▶ _AIM 1_:
Answer these about the Gopher client description below:
(a) Which function does main() call for every subdirectory?
(b) Within what time must an external server accept a connection to be considered "up"?
(c) Which RFC defines the Gopher protocol standard the client follows?

▶ _EXTRACT PROVIDED_:
┌──
Recursively Index Subdirectories

Following the indexation of the root directory using the request "\r\n", main() goes through the linked list and calls gopher_connect() for every subdirectory. This effectively models a breadth-first search of the filesystem hosted on the Gopher server.

Evaluation and Loading of File Content

Upon indexation of all directories and files in the filesystem, evaluate() is called to find the following information:

  1. Number of directories, text files and binary files
  2. Content of the smallest text file (if multiple exist, the first one indexed)
  3. Sizes of the smallest and the largest text files
  4. Sizes of the smallest and the largest binary files
  5. Number of invalid references (each unique invalid request is counted once)
  6. List of external server references (hostname and port) and their connectivity
  7. List of references causing issues/errors

Note that if the server ends its response with .\r\n as per the protocol standard, the three characters are included in the size counts. This helps with determining whether the server is replying with proper responses.

The helper function test_external_servers() checks the connectivity to external servers by attempting to establish a connection. A server is considered "up" if it accepts the connection in a few seconds. Otherwise, it is marked as "down".

Terminal Output

As the client program runs, logs are printed to the terminal (stdout and stderr). The terminal outputs to stdout are in the following formats.

  • Request sent at <timestamp>: <request>
  • Indexed <item type>: <pathname of newly indexed item>
  • Number of <directories/text files/binary files/invalid references>: <number>
  • Size of the <smallest/largest text/binary file>: <number>
  • Other information produced by evaluate()

Issues and errors are printed to the terminal through stderr:

  • Usage: <program name> <hostname> <port>
  • Error: <error message>
  • File too large: <pathname>
  • Transmission timeout: <pathname>

Minimising Errors and Maximising Security

Whilst this client program follows the Gopher protocol standard in RFC 1436, measures are taken to reduce the impact of malformed responses from servers. For instance, the response is written to a string variable and is always explicitly terminated with the null terminator (\0). This avoids problems such as out-of-bound reading/writing.
└──
▶ _INPUT DATA_:
┌──
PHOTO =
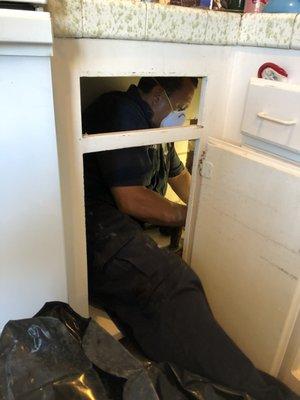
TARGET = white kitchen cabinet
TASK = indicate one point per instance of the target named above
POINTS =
(32, 254)
(243, 223)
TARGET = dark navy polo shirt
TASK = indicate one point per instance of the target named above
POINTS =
(148, 166)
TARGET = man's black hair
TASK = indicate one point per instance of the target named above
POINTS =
(170, 84)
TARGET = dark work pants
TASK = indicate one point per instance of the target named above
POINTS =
(161, 303)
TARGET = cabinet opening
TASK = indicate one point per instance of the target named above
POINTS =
(147, 157)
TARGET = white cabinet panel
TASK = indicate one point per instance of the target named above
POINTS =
(246, 248)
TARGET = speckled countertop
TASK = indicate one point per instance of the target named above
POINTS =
(136, 20)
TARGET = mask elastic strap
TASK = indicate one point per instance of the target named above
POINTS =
(168, 98)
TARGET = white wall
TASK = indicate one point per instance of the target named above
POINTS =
(32, 259)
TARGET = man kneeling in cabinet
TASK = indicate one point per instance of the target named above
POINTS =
(156, 297)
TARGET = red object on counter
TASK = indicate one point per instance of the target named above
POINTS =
(272, 71)
(255, 6)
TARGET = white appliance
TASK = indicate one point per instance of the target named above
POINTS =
(246, 250)
(271, 119)
(32, 255)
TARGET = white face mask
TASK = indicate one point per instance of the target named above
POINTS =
(175, 118)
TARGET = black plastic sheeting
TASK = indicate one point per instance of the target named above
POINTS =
(60, 355)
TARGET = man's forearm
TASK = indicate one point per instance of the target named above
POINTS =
(146, 205)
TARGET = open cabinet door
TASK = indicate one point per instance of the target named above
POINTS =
(246, 248)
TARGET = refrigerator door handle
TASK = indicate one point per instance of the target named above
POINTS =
(267, 117)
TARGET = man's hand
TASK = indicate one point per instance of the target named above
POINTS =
(181, 185)
(146, 205)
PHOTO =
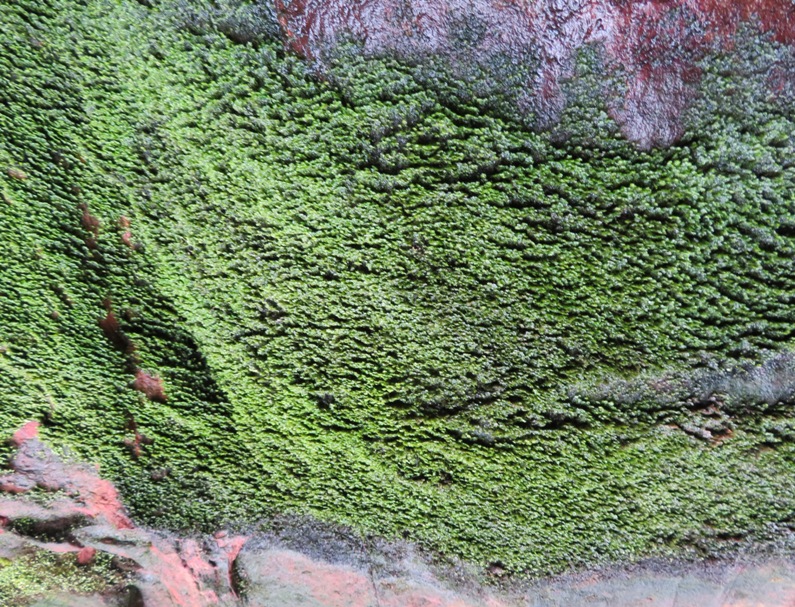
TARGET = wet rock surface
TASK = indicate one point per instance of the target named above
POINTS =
(651, 50)
(167, 571)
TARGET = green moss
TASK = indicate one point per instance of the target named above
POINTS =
(41, 574)
(369, 295)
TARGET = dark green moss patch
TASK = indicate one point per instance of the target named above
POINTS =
(370, 297)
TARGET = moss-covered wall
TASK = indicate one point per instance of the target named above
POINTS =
(375, 298)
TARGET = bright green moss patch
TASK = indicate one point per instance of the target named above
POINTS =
(42, 574)
(375, 300)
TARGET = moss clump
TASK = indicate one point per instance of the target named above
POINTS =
(41, 574)
(369, 295)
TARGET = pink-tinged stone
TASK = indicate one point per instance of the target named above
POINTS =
(86, 555)
(283, 577)
(653, 47)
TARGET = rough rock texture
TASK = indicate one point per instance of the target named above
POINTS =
(165, 571)
(373, 294)
(651, 48)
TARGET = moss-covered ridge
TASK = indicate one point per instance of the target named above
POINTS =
(372, 298)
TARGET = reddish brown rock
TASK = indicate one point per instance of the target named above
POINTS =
(166, 571)
(652, 46)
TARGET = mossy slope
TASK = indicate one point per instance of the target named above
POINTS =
(369, 295)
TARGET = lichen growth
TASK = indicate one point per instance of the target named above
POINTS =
(43, 574)
(368, 293)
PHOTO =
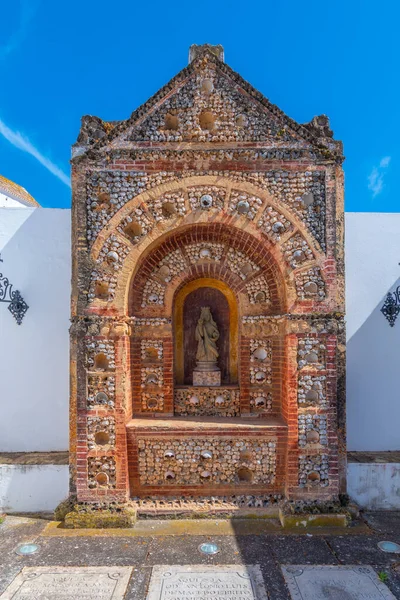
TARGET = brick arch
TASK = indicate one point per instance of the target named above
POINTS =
(254, 250)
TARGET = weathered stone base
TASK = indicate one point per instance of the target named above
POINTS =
(205, 378)
(92, 517)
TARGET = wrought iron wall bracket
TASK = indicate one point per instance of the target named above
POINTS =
(16, 304)
(391, 306)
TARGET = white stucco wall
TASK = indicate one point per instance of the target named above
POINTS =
(373, 357)
(35, 248)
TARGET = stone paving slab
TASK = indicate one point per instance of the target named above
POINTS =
(66, 583)
(350, 582)
(231, 582)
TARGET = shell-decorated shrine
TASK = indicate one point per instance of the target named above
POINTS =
(207, 337)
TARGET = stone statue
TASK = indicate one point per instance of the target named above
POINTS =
(206, 335)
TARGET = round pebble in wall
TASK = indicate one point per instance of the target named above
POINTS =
(101, 398)
(206, 201)
(260, 354)
(152, 403)
(245, 475)
(307, 199)
(112, 257)
(102, 479)
(243, 207)
(312, 396)
(312, 436)
(101, 438)
(241, 121)
(260, 297)
(207, 86)
(260, 402)
(205, 253)
(171, 122)
(278, 227)
(311, 358)
(168, 209)
(206, 454)
(311, 288)
(260, 376)
(207, 121)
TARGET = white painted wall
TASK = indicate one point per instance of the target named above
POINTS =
(34, 362)
(34, 356)
(373, 347)
(374, 486)
(32, 488)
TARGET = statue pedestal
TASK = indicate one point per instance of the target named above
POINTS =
(206, 374)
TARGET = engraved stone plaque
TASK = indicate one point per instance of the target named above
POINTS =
(69, 583)
(230, 582)
(316, 582)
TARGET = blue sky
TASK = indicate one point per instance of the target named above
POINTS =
(61, 60)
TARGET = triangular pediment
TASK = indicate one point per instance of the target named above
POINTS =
(207, 102)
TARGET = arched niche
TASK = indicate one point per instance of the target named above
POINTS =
(187, 308)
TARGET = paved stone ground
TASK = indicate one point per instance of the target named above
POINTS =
(153, 545)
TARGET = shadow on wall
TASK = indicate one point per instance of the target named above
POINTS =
(373, 383)
(34, 356)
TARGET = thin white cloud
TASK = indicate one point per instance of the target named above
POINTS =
(376, 177)
(28, 9)
(22, 143)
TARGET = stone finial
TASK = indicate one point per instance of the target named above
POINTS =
(196, 49)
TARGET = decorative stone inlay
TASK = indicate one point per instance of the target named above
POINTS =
(255, 457)
(313, 470)
(260, 351)
(273, 223)
(152, 402)
(153, 293)
(315, 582)
(135, 226)
(260, 374)
(204, 251)
(70, 583)
(312, 430)
(206, 197)
(258, 291)
(296, 251)
(168, 206)
(150, 321)
(102, 285)
(101, 432)
(260, 401)
(112, 254)
(244, 204)
(239, 263)
(152, 376)
(311, 353)
(309, 284)
(311, 391)
(170, 266)
(238, 582)
(101, 472)
(100, 355)
(101, 391)
(151, 350)
(220, 401)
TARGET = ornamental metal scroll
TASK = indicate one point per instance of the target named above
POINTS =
(391, 306)
(17, 305)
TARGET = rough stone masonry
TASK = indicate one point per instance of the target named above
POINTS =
(208, 195)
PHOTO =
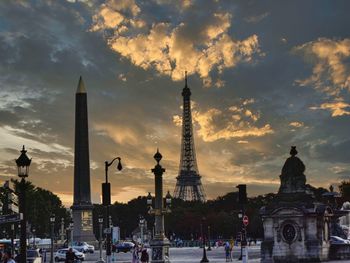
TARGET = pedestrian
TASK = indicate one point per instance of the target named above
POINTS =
(70, 256)
(144, 256)
(232, 245)
(7, 257)
(135, 254)
(227, 251)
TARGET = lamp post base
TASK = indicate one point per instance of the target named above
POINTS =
(160, 250)
(204, 258)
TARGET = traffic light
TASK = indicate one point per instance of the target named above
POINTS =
(242, 193)
(106, 194)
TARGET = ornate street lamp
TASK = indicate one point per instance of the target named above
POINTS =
(23, 163)
(204, 257)
(168, 200)
(71, 226)
(100, 223)
(141, 225)
(159, 244)
(209, 245)
(106, 201)
(52, 223)
(33, 231)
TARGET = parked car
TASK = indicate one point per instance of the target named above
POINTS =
(83, 247)
(60, 255)
(338, 241)
(124, 247)
(33, 256)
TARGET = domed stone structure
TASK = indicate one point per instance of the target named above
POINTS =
(296, 226)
└──
▶ _AIM 2_: Please collect every line of the records that contains the word "mask".

▶ _TASK RESPONSE 1_:
(a) gopher_connect()
(b) A few seconds
(c) RFC 1436

▶ _TASK RESPONSE 2_:
TARGET = mask elastic strap
TARGET = white face mask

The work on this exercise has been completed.